### [Collected data entries]
□ □ □

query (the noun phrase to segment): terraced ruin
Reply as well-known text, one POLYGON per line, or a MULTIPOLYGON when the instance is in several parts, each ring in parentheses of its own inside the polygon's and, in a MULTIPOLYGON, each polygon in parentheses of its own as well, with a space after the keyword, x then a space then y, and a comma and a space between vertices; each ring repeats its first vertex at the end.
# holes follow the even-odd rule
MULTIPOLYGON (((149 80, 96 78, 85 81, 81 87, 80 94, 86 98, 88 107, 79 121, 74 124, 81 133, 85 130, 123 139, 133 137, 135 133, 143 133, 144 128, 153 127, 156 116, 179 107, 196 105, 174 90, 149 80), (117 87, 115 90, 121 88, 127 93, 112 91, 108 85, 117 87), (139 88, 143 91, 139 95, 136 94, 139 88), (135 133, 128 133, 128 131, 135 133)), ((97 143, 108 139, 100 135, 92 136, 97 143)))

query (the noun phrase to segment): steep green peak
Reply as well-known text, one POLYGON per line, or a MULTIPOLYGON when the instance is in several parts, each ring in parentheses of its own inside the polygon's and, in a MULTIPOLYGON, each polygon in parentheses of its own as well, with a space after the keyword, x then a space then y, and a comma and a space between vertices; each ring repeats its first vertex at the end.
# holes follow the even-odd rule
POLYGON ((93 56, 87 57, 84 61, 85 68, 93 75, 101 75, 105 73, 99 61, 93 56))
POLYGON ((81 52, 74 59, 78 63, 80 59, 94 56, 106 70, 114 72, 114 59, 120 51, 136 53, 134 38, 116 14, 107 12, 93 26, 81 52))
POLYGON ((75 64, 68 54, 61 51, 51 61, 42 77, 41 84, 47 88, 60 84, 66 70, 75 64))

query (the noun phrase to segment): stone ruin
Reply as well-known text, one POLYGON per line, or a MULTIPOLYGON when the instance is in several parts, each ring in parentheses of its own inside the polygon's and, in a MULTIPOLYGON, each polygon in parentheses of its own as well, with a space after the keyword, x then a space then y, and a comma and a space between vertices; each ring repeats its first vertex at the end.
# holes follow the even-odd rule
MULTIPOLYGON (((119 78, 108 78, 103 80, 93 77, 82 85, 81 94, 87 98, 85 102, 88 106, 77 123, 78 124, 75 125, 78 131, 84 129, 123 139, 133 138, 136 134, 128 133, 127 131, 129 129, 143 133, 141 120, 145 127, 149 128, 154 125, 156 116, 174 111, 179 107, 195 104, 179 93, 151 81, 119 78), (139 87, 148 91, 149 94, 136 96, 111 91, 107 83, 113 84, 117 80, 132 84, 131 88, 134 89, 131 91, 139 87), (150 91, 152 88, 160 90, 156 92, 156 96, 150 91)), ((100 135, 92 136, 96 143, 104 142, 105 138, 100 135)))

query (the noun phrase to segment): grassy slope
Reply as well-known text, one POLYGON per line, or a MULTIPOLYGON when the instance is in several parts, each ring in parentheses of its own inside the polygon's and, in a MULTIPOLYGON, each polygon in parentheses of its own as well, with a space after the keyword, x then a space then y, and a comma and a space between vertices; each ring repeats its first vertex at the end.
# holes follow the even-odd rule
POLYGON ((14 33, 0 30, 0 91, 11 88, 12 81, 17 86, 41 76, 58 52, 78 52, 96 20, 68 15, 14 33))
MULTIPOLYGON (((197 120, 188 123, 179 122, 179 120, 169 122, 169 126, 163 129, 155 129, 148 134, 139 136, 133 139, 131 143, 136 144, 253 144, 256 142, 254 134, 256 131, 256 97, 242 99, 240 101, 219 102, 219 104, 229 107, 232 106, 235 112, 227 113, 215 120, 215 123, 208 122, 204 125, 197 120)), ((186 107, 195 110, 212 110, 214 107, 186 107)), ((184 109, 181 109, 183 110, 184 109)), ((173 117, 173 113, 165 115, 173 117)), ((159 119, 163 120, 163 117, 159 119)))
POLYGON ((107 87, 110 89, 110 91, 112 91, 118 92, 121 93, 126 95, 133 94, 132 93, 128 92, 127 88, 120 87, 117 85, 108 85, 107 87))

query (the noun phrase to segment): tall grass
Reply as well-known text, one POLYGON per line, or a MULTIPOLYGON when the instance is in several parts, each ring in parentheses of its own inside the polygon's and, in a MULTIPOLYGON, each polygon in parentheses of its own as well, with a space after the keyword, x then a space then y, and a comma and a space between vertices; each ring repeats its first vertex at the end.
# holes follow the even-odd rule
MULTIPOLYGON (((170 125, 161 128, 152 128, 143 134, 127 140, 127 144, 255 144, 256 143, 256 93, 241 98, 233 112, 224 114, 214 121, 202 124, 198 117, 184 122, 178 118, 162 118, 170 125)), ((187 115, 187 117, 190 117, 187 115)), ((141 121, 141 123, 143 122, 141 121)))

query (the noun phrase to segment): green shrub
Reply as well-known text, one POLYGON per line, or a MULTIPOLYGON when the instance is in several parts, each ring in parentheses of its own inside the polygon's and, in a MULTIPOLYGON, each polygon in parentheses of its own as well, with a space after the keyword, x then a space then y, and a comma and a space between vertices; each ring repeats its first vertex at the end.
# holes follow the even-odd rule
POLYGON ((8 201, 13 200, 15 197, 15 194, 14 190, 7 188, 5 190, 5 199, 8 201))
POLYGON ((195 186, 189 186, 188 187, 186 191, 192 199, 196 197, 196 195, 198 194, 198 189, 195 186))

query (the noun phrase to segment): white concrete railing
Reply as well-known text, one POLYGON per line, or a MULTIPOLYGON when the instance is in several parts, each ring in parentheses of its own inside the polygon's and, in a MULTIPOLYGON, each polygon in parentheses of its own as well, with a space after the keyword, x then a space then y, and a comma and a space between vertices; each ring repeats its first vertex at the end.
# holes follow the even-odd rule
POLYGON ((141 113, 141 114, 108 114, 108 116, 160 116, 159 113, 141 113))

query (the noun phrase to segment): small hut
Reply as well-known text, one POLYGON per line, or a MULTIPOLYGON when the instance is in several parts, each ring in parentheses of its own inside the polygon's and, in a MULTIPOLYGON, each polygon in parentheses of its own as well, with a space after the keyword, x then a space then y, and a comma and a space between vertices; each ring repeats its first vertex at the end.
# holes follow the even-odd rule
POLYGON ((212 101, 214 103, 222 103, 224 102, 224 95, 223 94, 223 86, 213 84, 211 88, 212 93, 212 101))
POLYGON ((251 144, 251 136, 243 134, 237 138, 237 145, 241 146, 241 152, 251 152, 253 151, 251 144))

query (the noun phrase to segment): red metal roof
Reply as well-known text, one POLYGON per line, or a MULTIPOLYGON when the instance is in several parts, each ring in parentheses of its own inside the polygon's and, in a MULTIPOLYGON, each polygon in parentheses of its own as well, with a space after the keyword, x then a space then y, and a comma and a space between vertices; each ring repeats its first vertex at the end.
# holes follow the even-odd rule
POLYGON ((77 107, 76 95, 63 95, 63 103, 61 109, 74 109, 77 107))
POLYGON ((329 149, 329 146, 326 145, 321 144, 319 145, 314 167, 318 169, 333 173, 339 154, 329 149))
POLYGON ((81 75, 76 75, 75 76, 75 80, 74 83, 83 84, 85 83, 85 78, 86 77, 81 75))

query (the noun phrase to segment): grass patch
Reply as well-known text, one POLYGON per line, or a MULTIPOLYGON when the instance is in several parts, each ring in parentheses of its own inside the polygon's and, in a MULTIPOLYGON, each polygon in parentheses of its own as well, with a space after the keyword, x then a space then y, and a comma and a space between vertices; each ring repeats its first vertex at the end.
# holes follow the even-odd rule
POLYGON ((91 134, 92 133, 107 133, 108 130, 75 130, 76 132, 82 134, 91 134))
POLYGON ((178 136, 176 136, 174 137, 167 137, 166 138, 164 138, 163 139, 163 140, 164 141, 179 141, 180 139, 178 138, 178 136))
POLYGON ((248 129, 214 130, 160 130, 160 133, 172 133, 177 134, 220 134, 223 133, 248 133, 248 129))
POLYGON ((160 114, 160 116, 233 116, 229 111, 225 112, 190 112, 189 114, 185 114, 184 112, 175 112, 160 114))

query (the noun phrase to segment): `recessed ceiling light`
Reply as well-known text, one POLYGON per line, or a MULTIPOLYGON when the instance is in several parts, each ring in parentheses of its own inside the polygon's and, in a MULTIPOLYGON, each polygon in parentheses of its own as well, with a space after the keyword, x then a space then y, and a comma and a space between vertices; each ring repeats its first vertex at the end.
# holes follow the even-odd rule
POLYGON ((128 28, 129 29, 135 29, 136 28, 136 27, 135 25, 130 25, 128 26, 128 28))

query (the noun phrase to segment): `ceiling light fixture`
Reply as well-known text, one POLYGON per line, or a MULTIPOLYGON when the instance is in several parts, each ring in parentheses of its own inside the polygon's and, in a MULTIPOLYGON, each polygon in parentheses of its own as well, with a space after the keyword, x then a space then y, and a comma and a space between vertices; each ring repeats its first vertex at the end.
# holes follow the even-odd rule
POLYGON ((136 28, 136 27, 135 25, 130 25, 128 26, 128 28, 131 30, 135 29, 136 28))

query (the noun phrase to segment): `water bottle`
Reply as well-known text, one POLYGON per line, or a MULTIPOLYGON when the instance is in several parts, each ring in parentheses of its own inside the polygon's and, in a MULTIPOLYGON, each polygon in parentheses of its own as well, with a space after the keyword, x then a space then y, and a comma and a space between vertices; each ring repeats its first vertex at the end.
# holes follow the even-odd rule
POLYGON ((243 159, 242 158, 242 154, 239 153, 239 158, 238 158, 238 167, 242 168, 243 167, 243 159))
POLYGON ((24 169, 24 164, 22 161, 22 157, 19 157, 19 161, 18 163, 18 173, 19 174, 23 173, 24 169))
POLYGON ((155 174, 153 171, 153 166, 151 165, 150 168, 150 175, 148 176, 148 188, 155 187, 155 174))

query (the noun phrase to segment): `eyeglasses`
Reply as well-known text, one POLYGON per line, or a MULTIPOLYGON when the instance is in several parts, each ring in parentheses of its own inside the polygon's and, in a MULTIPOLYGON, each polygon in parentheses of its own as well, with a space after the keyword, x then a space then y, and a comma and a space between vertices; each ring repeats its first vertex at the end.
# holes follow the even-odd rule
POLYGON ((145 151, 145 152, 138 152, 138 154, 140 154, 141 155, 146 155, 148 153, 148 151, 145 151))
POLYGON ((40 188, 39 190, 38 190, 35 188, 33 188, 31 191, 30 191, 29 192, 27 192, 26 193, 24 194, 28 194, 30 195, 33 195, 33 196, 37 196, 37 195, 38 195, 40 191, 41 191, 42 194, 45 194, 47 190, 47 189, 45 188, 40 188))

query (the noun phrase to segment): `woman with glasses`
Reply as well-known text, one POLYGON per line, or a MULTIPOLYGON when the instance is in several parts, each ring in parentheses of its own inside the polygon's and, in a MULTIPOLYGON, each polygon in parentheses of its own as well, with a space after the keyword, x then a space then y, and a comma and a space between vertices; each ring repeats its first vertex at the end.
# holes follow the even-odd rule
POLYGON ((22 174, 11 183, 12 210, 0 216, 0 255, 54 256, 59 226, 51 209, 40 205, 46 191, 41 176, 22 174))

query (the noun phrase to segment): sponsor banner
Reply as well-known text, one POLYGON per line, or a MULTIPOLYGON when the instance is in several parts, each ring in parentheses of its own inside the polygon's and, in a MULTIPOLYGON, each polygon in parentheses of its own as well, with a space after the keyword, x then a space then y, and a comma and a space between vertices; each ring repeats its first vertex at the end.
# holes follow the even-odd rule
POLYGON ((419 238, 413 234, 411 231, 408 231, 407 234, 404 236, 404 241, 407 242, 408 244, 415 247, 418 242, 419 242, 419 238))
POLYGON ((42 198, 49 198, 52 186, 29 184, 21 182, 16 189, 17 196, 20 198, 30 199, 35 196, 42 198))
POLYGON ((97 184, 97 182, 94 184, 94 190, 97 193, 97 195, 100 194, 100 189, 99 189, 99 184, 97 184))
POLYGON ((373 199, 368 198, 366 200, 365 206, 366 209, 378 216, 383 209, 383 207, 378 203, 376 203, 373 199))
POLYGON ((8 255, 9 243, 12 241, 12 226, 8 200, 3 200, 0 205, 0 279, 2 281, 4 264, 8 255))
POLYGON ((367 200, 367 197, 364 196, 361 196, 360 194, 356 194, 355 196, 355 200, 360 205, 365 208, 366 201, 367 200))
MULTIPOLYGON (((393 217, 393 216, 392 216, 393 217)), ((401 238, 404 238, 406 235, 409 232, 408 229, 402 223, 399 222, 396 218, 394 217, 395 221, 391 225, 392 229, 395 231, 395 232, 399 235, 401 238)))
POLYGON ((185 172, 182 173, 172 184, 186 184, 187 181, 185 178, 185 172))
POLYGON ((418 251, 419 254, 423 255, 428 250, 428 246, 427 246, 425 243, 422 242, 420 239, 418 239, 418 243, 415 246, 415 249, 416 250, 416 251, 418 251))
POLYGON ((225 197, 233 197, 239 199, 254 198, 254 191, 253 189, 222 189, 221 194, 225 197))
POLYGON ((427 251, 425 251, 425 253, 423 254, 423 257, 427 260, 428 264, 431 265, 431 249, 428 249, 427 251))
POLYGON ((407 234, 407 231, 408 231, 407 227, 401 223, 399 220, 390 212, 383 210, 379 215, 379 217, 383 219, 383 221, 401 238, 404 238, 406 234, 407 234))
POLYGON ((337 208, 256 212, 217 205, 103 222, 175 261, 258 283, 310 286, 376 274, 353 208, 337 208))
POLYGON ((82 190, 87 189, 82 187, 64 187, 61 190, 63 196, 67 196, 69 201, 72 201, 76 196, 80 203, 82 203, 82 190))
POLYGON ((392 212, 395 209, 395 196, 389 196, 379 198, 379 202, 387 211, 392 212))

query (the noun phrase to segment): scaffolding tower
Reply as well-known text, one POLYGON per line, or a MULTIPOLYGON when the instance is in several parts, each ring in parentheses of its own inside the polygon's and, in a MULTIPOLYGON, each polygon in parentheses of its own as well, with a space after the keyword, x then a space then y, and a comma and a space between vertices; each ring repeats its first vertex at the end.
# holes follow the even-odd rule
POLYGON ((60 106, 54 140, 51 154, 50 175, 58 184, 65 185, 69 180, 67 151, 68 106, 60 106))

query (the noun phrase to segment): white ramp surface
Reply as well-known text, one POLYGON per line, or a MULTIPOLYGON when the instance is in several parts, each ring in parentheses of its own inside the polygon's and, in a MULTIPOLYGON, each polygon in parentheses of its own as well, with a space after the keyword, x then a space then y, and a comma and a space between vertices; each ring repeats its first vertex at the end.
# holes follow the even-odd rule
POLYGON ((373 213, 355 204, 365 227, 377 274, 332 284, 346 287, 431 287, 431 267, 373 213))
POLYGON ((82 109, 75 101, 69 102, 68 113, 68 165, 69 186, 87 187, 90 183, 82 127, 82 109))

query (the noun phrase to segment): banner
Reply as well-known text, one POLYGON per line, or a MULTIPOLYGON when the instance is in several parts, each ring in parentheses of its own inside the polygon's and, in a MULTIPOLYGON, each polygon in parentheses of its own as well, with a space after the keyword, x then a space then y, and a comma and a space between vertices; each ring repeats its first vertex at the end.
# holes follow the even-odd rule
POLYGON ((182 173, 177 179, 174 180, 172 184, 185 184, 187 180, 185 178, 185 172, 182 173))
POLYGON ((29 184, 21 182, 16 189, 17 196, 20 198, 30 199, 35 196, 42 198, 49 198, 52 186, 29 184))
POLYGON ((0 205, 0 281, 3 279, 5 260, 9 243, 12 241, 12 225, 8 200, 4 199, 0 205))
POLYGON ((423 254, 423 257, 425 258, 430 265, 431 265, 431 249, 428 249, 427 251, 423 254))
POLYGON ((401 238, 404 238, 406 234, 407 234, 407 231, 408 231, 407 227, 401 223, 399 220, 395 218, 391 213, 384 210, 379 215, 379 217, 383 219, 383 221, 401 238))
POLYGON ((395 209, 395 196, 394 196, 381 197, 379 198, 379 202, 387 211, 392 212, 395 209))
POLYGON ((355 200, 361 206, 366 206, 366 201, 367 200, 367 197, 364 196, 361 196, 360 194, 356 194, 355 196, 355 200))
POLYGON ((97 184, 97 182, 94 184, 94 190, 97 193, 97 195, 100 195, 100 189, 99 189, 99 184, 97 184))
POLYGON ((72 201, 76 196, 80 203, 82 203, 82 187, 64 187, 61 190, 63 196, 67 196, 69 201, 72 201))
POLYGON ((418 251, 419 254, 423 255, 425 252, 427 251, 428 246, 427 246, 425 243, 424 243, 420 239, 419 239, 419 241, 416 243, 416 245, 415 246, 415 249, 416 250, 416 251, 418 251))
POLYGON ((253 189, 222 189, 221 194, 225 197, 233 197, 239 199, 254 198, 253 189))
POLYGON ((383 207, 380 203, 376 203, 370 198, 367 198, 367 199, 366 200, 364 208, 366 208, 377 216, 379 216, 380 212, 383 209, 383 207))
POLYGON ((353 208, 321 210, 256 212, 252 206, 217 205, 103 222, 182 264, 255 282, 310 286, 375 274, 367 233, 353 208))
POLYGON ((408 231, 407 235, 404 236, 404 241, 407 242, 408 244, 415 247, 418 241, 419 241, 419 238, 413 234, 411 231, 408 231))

□ □ □

### [CHALLENGE]
Scale the polygon vertex coordinates by 1.95, rounding each to a whole number with halves rounded up, and rewrite the rows from the line with "query (the noun phrase to segment): grassy" up to and including the line with "POLYGON ((14 33, 0". Keep every other part of those lines unchanged, and give only these lines.

### [ANSWER TO THIS PROBLEM]
query (the noun phrase to segment): grassy slope
Reply as well-known text, one POLYGON per line, or a MULTIPOLYGON when the instance is in several parts, each ring in parentheses of its own inside the polygon's and, in a MULTIPOLYGON, each polygon in parentheses of its own as well, with a space after the keyword, x then a space then y, and a comma and a space between vertices; each ring repeats its first vertex at the end.
# holes follow the even-odd rule
POLYGON ((27 64, 0 59, 0 177, 21 172, 23 158, 33 168, 80 148, 113 101, 152 101, 187 39, 133 29, 27 64))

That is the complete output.